> **AIM**
Take the line that has "Sample: x=59, y=460." in it and every line after it to the end of the entries, and reproduce them exactly.

─── RECORD EXTRACTS

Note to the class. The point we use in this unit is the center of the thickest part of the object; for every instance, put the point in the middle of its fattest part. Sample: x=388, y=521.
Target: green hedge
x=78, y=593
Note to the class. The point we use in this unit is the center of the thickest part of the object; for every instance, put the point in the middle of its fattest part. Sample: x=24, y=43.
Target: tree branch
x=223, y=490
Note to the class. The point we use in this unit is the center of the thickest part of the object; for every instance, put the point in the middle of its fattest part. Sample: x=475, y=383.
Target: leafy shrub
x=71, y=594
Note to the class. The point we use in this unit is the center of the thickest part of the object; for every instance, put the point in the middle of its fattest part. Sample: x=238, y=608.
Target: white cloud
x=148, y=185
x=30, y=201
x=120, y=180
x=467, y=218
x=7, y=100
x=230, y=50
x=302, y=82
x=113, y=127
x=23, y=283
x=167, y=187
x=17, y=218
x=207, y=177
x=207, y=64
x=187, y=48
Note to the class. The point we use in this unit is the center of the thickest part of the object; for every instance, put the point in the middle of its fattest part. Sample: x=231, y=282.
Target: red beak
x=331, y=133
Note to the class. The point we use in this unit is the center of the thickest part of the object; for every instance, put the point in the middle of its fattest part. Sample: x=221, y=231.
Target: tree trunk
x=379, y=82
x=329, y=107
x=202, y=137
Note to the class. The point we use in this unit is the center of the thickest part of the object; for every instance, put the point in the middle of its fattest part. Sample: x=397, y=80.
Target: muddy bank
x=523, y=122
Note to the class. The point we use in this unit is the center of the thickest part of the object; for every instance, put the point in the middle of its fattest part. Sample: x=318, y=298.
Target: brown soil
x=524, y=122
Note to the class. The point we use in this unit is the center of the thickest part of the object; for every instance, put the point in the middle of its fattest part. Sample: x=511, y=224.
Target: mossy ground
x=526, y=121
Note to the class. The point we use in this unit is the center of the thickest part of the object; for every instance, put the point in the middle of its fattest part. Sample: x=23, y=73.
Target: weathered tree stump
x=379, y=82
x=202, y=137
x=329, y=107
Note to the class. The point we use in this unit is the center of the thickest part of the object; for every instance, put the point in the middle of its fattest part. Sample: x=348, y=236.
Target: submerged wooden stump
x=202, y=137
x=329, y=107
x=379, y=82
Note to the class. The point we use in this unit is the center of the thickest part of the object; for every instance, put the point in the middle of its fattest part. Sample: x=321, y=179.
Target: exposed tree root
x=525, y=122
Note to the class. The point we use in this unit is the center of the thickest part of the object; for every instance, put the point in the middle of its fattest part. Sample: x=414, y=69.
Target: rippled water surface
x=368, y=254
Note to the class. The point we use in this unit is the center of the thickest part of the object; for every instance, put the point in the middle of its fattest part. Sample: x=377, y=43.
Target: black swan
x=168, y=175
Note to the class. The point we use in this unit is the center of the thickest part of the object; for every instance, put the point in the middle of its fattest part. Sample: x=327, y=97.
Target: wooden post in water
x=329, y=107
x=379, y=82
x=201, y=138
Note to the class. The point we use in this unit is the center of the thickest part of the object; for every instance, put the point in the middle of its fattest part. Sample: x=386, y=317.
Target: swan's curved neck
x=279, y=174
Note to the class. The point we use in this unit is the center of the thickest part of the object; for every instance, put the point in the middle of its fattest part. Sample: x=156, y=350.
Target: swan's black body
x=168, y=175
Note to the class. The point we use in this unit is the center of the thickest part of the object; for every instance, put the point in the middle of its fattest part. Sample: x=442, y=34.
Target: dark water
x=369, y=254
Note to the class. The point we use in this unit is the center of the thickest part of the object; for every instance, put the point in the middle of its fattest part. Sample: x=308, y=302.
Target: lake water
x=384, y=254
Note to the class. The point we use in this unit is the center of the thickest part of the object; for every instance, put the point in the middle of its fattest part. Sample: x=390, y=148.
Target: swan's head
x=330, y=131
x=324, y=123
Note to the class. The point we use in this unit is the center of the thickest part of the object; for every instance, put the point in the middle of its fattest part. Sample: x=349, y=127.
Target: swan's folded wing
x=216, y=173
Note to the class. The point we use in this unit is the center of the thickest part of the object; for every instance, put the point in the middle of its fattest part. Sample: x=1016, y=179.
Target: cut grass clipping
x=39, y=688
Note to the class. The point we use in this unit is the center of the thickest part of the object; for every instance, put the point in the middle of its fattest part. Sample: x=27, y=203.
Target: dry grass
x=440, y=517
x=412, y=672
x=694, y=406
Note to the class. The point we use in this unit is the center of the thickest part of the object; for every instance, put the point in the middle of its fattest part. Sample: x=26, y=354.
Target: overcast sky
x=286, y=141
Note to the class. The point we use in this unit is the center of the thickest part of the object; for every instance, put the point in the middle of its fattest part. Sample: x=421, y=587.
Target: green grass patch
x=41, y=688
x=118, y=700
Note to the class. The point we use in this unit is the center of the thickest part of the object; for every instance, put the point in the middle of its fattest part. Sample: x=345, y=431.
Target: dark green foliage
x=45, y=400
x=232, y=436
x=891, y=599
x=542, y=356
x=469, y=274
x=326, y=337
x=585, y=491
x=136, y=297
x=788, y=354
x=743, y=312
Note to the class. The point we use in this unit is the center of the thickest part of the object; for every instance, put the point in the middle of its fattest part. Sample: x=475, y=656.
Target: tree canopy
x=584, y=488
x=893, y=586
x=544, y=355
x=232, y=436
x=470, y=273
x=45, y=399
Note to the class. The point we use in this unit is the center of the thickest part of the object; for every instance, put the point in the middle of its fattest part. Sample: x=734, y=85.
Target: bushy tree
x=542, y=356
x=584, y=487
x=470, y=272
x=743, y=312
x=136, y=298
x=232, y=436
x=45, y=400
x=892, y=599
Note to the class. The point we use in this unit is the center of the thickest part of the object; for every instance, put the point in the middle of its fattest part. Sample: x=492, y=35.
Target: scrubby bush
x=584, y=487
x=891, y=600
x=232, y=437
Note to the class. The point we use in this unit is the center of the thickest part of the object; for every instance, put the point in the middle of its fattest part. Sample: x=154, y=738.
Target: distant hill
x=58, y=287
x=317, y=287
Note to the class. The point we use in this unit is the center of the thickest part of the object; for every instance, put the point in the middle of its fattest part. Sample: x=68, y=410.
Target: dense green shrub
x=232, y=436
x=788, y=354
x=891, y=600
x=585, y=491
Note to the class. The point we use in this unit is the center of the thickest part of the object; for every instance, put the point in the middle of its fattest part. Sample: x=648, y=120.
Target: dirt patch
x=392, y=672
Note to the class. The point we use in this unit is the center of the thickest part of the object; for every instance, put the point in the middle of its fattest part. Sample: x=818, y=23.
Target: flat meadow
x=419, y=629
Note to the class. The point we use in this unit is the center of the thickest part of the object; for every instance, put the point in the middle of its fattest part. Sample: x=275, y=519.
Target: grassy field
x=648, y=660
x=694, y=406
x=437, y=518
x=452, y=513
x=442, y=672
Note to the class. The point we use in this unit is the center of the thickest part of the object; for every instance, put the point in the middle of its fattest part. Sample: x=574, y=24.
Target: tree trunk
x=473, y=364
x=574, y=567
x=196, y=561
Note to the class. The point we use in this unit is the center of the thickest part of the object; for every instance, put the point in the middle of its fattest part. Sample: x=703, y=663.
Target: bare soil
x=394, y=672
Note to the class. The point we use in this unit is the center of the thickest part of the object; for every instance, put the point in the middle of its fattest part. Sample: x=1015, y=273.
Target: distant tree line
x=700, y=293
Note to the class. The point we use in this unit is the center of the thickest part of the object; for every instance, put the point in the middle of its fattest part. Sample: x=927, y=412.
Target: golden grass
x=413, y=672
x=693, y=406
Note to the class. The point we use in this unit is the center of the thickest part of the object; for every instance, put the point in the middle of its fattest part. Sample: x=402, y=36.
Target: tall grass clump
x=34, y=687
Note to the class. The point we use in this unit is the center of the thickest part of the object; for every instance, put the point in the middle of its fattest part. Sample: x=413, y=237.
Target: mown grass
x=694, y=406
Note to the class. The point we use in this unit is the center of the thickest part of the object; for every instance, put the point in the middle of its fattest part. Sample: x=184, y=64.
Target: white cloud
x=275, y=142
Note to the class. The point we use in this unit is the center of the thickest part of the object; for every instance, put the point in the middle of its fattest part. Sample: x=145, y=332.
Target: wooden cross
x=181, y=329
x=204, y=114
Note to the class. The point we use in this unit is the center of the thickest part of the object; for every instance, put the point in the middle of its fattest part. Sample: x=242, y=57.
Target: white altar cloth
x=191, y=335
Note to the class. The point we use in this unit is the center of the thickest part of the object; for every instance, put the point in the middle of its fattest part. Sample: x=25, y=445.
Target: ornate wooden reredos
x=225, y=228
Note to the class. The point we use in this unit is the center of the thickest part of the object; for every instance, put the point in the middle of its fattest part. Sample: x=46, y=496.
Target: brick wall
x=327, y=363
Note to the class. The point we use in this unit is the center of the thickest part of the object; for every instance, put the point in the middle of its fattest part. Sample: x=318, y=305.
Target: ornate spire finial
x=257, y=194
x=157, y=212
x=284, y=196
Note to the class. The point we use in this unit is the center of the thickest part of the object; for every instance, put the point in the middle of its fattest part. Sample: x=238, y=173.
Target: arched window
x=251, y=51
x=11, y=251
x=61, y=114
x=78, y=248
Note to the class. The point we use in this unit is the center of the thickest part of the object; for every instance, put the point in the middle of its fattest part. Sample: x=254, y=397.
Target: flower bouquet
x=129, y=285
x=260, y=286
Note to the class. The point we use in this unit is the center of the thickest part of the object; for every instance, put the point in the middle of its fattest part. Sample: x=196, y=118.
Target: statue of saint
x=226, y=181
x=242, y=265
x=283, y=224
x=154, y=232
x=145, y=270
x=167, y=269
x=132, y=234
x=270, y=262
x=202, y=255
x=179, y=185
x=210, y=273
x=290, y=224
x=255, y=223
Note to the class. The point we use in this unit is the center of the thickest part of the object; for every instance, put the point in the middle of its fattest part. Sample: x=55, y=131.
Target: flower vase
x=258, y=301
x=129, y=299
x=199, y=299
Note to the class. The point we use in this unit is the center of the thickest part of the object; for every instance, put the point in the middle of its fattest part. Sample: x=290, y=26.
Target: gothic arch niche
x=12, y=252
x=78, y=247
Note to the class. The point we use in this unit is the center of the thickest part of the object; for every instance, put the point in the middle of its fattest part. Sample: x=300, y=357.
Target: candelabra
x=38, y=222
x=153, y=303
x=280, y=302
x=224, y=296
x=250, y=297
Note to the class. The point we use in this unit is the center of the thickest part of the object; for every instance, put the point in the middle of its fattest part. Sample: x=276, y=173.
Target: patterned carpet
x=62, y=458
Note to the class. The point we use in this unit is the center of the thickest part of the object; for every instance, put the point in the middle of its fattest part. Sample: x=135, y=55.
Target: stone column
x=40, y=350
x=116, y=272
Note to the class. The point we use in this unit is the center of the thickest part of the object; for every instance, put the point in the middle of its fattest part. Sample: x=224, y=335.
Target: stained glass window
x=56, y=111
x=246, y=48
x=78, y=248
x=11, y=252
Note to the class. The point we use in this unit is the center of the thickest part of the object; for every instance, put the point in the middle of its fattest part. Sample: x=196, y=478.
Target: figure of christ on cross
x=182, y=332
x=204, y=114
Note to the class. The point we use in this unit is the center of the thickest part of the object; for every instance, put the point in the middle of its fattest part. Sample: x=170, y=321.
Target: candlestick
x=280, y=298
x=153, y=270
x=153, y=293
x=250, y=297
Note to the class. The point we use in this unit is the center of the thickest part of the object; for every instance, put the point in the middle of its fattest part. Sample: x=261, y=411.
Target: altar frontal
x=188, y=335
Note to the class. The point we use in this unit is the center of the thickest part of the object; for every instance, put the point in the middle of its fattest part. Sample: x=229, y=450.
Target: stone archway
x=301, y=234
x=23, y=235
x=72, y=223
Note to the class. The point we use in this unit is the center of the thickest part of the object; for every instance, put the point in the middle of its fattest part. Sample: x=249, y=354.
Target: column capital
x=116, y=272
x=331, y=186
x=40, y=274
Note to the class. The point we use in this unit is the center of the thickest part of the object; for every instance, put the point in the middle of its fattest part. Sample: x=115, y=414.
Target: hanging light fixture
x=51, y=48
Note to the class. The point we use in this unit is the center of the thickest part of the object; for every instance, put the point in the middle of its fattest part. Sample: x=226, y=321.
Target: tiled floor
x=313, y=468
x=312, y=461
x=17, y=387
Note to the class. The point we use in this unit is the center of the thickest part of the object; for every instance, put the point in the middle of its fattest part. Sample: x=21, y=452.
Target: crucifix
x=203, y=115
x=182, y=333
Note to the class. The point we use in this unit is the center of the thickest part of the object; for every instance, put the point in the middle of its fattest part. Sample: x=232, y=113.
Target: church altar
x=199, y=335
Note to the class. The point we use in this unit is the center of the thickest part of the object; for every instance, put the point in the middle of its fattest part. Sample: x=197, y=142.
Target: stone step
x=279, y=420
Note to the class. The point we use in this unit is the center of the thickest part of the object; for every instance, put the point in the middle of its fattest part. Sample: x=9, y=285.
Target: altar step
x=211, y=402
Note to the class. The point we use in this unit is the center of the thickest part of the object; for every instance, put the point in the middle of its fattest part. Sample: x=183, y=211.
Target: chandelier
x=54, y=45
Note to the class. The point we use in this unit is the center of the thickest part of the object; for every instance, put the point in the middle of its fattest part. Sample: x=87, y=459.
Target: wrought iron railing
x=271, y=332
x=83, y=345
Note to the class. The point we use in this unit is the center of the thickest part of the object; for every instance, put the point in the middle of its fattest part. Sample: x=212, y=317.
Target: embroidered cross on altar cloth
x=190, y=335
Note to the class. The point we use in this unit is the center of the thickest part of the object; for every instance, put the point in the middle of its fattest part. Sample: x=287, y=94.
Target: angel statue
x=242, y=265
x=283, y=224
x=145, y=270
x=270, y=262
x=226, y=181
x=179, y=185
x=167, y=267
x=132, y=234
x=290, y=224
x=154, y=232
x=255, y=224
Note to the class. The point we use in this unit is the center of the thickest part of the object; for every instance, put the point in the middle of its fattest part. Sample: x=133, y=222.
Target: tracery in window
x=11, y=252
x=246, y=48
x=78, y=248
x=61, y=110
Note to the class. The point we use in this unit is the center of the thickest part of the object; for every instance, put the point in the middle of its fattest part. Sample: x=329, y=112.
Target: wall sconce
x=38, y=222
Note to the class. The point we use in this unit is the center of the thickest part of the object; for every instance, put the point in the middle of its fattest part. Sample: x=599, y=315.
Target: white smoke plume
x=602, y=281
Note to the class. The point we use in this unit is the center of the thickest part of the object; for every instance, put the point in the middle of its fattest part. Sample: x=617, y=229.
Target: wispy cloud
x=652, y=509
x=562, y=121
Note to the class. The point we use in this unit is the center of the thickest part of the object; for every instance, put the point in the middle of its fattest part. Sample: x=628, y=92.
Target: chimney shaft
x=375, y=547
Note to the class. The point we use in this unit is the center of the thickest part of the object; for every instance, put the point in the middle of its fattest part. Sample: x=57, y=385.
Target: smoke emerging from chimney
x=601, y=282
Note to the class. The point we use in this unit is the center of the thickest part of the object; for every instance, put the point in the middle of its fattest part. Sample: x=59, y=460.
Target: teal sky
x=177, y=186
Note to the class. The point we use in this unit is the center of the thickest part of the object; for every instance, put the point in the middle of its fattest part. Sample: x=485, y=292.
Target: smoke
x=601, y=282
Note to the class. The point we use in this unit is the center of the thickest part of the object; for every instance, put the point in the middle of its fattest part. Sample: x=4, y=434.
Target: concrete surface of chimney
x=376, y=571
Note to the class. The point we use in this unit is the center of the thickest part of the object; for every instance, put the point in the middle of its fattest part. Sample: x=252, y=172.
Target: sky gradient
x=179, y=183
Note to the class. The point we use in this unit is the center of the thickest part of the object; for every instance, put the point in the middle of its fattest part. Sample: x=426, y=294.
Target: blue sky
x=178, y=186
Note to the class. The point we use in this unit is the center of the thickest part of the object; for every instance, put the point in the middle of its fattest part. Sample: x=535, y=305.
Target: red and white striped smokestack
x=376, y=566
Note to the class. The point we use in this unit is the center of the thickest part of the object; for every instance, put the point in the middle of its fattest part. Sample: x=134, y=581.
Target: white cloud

──────

> **CORRECT OUTPUT**
Note to the class. The point we use in this unit is the center of the thickest part of the object; for every instance, put the point in the middle of its fattest part. Sample: x=59, y=460.
Target: teal sky
x=177, y=186
Note to the class. The point we use in this unit is the center of the thickest part of the object; for every instance, put the point in the middle of its fattest part. Sample: x=485, y=292.
Target: smoke
x=601, y=282
Note to the class. The point we use in this unit is the center of the thickest part of the object; for every instance, put the point in the middle of its fattest part. Sample: x=4, y=434.
Target: concrete surface of chimney
x=376, y=571
Note to the class. The point we use in this unit is the center of the thickest part of the object; for every instance, put the point in the middle of its fattest part. Sample: x=252, y=172.
Target: sky gradient
x=179, y=183
Note to the class. The point we use in this unit is the center of the thickest part of the object; for every instance, put the point in the middle of its fattest part. Sample: x=426, y=294.
Target: blue sky
x=178, y=186
Note to the class. The point we use in this unit is the center of the thickest part of the object; for every instance, put the point in the middle of its fattest part. Sample: x=535, y=305.
Target: red and white striped smokestack
x=376, y=566
Note to the class. The point we use in this unit is the center of the thickest part of the object; for every instance, put the point in the middle of its fattest part. Sample: x=134, y=581.
Target: white cloud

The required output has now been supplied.